WHAT THE TASK ASKS
In the data below, locate the line containing "Tight boxes only — no extra padding. Annotate the kitchen" and the line containing "Tight boxes only — no extra padding. Annotate the spinach", then retype both and everything between them exactly. Pictures are not part of the copy.

TASK MATERIAL

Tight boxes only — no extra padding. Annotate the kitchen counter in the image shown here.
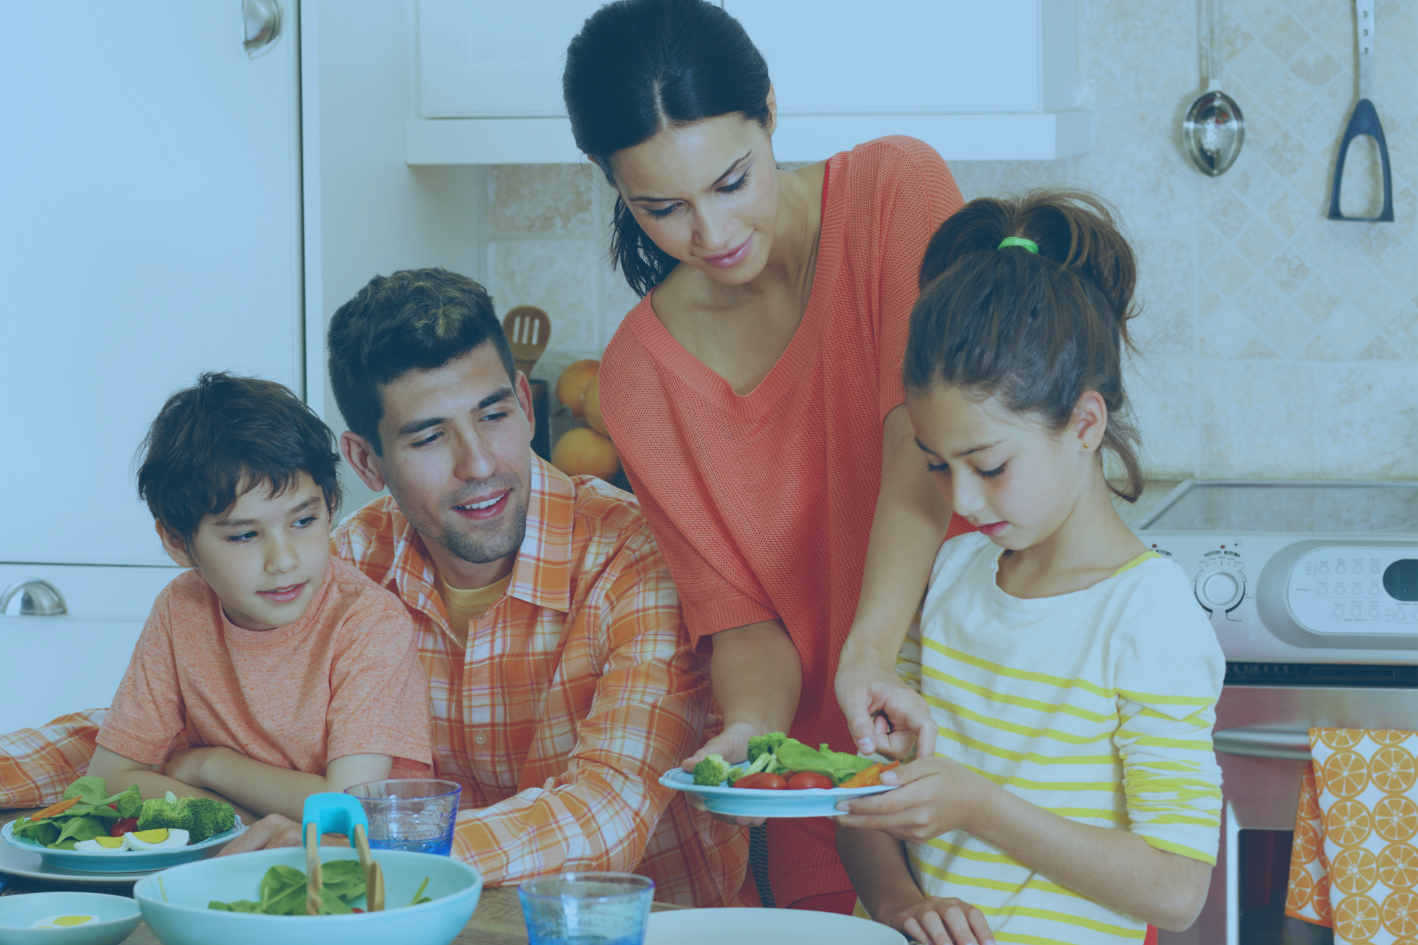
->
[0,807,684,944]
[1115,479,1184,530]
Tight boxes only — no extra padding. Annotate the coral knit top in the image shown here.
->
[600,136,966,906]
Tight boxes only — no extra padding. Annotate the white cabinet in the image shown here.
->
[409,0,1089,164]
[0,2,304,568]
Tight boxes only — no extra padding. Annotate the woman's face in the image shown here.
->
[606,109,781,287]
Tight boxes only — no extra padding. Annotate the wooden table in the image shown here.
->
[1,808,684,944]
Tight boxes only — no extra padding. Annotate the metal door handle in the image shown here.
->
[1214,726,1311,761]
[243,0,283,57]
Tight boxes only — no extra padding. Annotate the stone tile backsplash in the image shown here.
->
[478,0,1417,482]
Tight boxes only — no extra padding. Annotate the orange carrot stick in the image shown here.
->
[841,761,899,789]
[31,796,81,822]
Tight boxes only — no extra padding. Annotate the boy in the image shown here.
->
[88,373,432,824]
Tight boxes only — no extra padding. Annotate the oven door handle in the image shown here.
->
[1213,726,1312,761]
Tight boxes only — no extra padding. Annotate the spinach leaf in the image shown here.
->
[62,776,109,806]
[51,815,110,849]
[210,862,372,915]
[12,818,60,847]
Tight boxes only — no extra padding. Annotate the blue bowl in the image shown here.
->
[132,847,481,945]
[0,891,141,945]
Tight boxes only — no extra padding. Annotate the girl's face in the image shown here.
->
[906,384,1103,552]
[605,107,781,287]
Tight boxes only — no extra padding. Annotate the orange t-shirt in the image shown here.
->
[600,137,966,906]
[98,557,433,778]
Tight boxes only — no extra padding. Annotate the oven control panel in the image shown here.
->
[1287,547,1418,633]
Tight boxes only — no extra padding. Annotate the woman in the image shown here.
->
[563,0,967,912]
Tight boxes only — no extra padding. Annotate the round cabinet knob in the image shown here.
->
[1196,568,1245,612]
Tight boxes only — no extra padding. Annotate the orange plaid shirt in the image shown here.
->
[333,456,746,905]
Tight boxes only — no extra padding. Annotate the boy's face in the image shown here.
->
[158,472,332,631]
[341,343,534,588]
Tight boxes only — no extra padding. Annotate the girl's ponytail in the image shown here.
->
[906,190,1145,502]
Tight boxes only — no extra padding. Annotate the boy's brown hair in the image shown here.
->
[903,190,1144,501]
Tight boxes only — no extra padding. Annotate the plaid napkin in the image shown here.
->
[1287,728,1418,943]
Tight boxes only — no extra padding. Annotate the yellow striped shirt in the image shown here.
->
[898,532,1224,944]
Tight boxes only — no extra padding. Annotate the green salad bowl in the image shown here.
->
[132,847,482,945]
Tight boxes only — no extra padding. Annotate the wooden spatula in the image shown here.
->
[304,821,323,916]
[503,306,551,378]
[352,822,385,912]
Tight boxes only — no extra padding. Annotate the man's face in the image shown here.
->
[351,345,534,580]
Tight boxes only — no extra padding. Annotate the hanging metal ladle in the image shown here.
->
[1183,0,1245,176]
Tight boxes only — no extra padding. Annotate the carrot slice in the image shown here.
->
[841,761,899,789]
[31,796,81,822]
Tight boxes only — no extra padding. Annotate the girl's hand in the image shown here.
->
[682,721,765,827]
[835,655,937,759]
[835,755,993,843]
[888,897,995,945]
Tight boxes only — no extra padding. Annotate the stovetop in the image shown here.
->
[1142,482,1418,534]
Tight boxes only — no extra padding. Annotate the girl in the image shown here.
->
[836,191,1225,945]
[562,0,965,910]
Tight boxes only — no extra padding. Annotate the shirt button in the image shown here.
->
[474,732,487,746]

---

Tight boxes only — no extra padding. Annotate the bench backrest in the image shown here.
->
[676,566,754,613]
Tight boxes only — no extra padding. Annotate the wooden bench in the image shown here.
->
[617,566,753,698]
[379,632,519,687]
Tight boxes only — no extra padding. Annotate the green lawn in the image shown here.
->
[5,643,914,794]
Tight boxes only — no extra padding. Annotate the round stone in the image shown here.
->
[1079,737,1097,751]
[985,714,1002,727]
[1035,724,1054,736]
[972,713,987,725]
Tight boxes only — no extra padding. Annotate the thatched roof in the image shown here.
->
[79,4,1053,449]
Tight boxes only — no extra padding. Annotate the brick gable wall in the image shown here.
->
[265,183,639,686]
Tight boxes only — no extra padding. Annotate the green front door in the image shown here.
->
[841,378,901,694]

SOLUTION FOR THIS TASK
Tight boxes only — no extra padding. Annotate the kitchen counter in the image shown here.
->
[0,807,684,944]
[1115,479,1184,530]
Tight boxes only — no extra padding. Annotate the coral knit top in the image shown here.
->
[600,136,966,906]
Tight boxes only — no extra padding. Annotate the white cabinet in the image shown here.
->
[409,0,1089,164]
[0,2,304,568]
Tight boxes only — no extra padding. Annotate the woman's face in the image shown here.
->
[606,109,781,287]
Tight boxes only — no extra padding. Annotate the wooden table in the image shown here.
->
[1,808,684,944]
Tight boxes only — no extra padding. Annotate the metal door handle in the image shown here.
->
[1214,726,1311,761]
[243,0,283,57]
Tight boxes only — no extra padding. Annotate the stone tile backsplash in the image shown here.
->
[478,0,1417,482]
Tight boxes only — no extra padding. Annotate the orange carrot stick in the image shown here.
->
[841,761,899,789]
[31,796,81,822]
Tight boxes only — no extra padding. Annotate the boy in the image shown here.
->
[88,373,432,824]
Tight boxes only — no extra padding. Annotate the oven door handle in the image shown here.
->
[1213,726,1312,761]
Tight boxes only — no extra padding. Annotate the spinach leaf in the image shown here.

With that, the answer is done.